• CHALLENGE: Put the lines of the listing below, from its first line through the line containing "x=519, y=102", into a JSON list of strings with one string per line, leaving out blank lines.

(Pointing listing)

● ● ● ● ● ● ●

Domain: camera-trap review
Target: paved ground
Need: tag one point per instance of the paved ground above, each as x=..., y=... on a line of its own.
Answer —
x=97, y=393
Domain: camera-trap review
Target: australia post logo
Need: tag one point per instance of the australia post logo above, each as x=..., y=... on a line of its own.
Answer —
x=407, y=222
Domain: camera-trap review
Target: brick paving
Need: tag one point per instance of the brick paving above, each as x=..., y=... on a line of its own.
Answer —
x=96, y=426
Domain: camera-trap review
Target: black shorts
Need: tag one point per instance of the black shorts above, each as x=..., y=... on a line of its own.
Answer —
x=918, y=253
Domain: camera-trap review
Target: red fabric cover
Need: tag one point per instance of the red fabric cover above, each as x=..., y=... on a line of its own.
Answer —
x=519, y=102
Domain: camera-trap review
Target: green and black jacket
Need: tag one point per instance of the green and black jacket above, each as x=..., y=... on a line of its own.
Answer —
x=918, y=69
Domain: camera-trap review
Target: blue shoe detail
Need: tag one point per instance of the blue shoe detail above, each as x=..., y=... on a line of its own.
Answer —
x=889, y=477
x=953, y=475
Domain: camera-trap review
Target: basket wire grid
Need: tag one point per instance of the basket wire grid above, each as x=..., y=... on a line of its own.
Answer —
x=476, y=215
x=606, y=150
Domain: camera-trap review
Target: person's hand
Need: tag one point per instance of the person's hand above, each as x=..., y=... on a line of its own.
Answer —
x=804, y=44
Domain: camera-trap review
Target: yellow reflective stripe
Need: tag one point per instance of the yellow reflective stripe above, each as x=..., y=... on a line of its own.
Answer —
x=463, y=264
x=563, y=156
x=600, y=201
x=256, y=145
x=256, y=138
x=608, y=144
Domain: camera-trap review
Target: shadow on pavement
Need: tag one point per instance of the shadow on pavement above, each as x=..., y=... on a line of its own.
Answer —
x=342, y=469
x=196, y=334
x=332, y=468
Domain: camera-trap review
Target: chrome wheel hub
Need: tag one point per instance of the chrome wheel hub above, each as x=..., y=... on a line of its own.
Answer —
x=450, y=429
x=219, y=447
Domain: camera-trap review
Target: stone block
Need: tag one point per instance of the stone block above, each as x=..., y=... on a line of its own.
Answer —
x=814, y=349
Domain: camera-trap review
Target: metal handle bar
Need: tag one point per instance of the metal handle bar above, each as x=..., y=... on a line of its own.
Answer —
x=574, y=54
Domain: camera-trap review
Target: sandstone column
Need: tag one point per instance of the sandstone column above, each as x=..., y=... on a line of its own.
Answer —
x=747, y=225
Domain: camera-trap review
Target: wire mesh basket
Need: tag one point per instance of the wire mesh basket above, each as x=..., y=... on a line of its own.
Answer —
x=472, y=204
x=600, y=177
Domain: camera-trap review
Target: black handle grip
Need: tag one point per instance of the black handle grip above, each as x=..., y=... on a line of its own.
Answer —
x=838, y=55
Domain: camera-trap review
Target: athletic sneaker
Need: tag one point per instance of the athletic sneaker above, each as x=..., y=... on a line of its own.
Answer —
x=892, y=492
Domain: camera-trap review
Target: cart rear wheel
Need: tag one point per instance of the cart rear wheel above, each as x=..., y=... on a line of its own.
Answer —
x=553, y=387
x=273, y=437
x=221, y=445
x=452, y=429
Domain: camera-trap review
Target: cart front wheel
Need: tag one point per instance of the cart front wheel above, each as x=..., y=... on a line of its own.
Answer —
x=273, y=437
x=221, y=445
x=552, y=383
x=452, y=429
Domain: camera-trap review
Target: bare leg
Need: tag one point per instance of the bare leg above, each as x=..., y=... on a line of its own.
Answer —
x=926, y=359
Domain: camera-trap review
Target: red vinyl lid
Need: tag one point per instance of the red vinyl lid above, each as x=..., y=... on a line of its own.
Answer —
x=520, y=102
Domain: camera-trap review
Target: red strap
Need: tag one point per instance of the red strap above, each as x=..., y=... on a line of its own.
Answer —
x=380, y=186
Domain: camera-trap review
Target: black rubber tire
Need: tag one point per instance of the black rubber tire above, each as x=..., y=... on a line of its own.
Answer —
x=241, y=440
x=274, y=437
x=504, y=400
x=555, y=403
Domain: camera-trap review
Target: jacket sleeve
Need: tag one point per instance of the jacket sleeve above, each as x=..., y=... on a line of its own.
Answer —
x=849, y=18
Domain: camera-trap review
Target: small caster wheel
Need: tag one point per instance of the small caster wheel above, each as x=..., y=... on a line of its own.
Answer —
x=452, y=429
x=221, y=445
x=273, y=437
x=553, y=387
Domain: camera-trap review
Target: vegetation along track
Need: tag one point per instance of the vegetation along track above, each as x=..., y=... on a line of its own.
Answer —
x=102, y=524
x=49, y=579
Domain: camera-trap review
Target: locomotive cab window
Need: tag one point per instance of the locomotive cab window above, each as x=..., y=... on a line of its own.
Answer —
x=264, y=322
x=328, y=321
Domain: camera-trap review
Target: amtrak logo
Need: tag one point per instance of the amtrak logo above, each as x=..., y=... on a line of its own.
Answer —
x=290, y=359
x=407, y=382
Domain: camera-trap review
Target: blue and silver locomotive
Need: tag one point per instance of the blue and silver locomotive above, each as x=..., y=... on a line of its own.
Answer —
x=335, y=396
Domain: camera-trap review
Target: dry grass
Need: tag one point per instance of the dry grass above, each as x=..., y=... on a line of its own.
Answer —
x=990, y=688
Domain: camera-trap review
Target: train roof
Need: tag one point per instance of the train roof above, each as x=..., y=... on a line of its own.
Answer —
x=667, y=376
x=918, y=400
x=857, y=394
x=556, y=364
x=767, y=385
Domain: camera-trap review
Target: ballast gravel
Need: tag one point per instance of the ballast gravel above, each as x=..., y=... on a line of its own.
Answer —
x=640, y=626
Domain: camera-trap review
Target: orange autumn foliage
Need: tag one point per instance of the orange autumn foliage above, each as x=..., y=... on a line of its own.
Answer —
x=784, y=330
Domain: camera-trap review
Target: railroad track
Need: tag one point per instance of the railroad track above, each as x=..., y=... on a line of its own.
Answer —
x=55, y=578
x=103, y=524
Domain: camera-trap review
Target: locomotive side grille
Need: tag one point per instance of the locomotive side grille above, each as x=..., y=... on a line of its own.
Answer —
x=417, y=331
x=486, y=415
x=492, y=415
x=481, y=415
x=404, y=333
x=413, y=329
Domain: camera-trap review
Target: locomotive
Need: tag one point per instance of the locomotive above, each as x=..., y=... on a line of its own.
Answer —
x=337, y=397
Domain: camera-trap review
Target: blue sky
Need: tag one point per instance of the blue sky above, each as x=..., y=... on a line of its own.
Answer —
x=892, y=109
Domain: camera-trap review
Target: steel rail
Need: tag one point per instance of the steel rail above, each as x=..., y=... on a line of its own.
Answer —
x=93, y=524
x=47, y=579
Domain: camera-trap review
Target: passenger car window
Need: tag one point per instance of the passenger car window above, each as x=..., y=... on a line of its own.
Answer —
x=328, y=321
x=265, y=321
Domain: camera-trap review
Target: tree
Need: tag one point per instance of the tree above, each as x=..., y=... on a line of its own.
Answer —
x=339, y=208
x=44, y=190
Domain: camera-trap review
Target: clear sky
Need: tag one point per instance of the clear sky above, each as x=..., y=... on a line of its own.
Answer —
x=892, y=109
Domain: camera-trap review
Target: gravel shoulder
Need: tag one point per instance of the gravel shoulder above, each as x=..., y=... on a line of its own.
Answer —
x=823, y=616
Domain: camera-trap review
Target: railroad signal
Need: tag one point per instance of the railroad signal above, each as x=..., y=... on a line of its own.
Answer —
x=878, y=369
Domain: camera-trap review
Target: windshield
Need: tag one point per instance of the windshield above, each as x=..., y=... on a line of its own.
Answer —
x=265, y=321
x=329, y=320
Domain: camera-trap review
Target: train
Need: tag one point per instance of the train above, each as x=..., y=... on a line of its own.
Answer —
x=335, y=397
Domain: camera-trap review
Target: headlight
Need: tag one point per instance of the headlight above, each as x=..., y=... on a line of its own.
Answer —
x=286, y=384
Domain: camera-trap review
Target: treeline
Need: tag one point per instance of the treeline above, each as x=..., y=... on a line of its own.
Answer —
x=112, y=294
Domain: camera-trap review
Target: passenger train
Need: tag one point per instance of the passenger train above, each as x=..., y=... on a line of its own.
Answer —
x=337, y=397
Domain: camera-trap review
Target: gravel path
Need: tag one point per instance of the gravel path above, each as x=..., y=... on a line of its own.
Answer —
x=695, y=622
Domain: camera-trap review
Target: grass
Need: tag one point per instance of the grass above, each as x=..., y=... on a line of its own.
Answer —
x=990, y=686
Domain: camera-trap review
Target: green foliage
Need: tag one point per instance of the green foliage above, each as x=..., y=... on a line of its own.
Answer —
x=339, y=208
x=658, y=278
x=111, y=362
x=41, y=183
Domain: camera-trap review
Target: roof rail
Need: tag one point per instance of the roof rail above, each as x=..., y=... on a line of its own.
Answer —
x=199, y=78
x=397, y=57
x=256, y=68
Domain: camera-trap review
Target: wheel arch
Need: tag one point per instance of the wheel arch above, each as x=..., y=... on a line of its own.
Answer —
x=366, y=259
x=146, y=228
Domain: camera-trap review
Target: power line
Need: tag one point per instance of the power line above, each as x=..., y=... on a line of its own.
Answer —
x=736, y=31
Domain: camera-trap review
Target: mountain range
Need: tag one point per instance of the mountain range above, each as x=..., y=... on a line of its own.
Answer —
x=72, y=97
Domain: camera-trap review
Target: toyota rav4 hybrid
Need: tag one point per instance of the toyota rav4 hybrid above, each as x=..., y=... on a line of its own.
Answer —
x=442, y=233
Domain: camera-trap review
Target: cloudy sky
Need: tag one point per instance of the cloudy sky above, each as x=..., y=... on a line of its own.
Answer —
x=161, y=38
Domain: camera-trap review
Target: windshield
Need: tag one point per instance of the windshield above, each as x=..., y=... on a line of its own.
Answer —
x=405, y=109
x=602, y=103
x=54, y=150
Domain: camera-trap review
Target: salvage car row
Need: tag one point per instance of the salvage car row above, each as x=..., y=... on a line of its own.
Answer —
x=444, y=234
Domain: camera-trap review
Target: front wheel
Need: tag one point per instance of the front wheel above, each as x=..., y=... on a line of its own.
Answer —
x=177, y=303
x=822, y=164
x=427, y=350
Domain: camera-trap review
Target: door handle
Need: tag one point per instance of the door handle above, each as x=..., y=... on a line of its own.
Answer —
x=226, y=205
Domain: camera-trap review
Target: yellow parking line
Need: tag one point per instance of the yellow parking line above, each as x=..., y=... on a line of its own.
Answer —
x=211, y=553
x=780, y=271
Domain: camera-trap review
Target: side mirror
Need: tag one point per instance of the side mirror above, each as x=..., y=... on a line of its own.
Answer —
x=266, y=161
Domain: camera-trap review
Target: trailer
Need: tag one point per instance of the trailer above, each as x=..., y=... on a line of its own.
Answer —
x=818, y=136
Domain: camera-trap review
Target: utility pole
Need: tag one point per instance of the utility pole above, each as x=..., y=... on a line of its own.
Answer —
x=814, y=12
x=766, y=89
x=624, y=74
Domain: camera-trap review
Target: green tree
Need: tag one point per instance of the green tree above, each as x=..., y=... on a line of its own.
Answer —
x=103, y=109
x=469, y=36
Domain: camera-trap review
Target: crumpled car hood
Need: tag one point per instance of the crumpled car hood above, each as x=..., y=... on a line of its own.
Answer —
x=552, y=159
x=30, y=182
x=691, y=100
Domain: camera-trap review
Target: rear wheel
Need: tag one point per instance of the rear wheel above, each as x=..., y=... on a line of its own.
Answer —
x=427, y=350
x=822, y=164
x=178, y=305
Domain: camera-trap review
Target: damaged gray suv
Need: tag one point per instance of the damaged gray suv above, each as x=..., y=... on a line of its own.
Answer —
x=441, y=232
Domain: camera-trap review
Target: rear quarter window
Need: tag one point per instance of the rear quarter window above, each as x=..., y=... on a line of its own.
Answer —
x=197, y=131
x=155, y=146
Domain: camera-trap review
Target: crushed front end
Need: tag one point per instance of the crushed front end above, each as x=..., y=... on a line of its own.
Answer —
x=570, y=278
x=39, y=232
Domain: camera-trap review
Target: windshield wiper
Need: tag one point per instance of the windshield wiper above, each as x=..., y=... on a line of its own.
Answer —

● ● ● ● ● ● ●

• CORRECT OUTPUT:
[
  "Domain: camera-trap review",
  "Target: paved ground",
  "Need: tag one point per instance of the paved ground above, each as x=..., y=... on a line of its own.",
  "Answer —",
  "x=97, y=393",
  "Domain: camera-trap review",
  "Target: australia post logo",
  "Need: tag one point per instance of the australia post logo above, each as x=..., y=... on a line of its own.",
  "Answer —",
  "x=407, y=222",
  "Domain: camera-trap review",
  "Target: brick paving",
  "Need: tag one point per instance of the brick paving above, each as x=..., y=... on a line of its own.",
  "Answer —",
  "x=96, y=426",
  "Domain: camera-trap review",
  "Target: black shorts",
  "Need: tag one point per instance of the black shorts above, each as x=..., y=... on a line of its own.",
  "Answer —",
  "x=918, y=253",
  "Domain: camera-trap review",
  "Target: red fabric cover",
  "Need: tag one point per instance of the red fabric cover above, each as x=..., y=... on a line of its own.",
  "Answer —",
  "x=519, y=102"
]